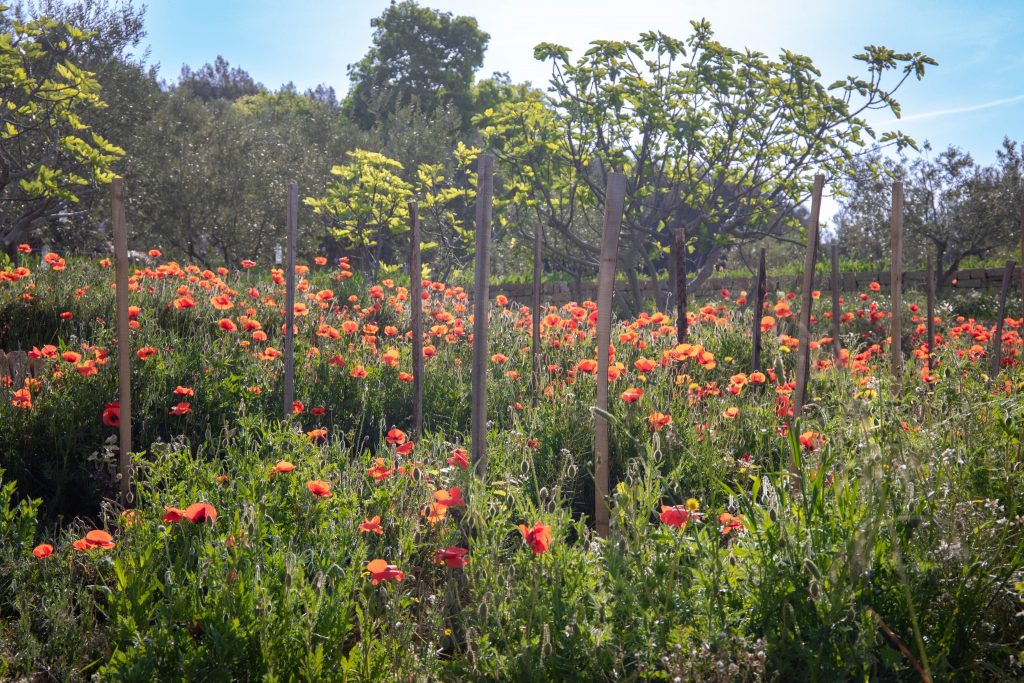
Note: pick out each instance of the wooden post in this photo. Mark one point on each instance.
(614, 200)
(293, 215)
(896, 281)
(837, 308)
(536, 318)
(1022, 247)
(481, 305)
(759, 304)
(416, 315)
(124, 343)
(807, 300)
(1008, 276)
(679, 247)
(930, 289)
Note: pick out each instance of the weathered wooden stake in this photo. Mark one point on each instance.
(807, 299)
(1022, 249)
(416, 315)
(930, 291)
(837, 308)
(1008, 276)
(124, 343)
(481, 305)
(759, 305)
(614, 200)
(293, 219)
(896, 281)
(536, 317)
(682, 322)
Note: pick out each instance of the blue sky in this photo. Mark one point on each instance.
(972, 99)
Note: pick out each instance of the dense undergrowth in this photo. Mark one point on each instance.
(878, 537)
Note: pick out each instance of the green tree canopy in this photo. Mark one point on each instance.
(49, 154)
(953, 208)
(419, 55)
(717, 140)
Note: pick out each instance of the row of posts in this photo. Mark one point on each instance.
(613, 208)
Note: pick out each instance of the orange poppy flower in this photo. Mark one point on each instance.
(811, 440)
(112, 414)
(452, 556)
(451, 498)
(381, 570)
(459, 459)
(537, 537)
(199, 513)
(22, 398)
(173, 515)
(434, 512)
(632, 394)
(676, 515)
(372, 524)
(656, 421)
(730, 523)
(645, 365)
(94, 539)
(183, 408)
(320, 488)
(379, 471)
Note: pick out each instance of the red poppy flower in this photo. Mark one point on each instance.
(379, 471)
(451, 498)
(94, 539)
(320, 488)
(381, 570)
(730, 523)
(199, 513)
(645, 365)
(657, 420)
(112, 414)
(538, 537)
(372, 524)
(173, 515)
(184, 408)
(459, 459)
(810, 440)
(676, 515)
(22, 398)
(453, 556)
(632, 394)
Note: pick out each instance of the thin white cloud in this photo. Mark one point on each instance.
(961, 110)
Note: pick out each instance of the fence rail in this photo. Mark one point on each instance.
(565, 291)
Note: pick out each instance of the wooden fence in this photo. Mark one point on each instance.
(564, 291)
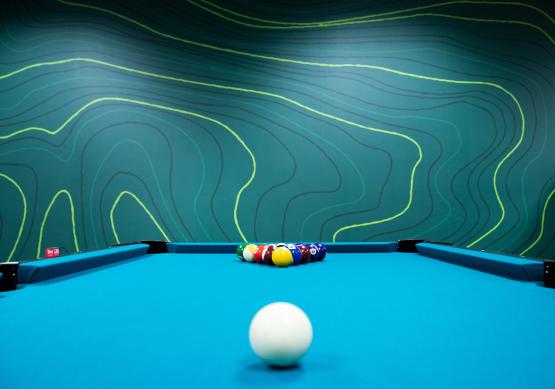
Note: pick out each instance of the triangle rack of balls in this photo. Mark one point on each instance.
◆ ◆ ◆
_Do this_
Recast the data as a JSON list of strings, one string per line, starting with the line containing "Note: pick out each instance of the red" and continuing through the end of the data, including both ends and leaving out blank lines. Leave the pictures out of the list.

_Result_
[
  "Note: pick out each instance of the red poppy flower in this photo. Mark one point on each instance.",
  "(379, 471)",
  "(451, 498)",
  "(94, 539)",
  "(320, 488)",
  "(381, 570)",
  "(730, 523)",
  "(199, 513)",
  "(645, 365)",
  "(657, 420)",
  "(112, 414)",
  "(538, 537)",
  "(372, 524)",
  "(173, 515)",
  "(184, 408)",
  "(459, 459)",
  "(810, 440)",
  "(676, 515)",
  "(22, 398)",
  "(453, 556)",
  "(632, 394)",
  "Note: pick out each instance of the thin white cloud in this photo. Mark one point on each instance.",
  "(961, 110)",
  "Note: pick out each instance of the fence rail in this photo. Mark one point on each instance.",
  "(565, 291)",
  "Note: pick out each instance of the wooden fence in this photo. Mark one point on each instance.",
  "(564, 291)",
  "Note: pick out each instance of the triangle rack of balls in this photo. Mark one point on each instance."
]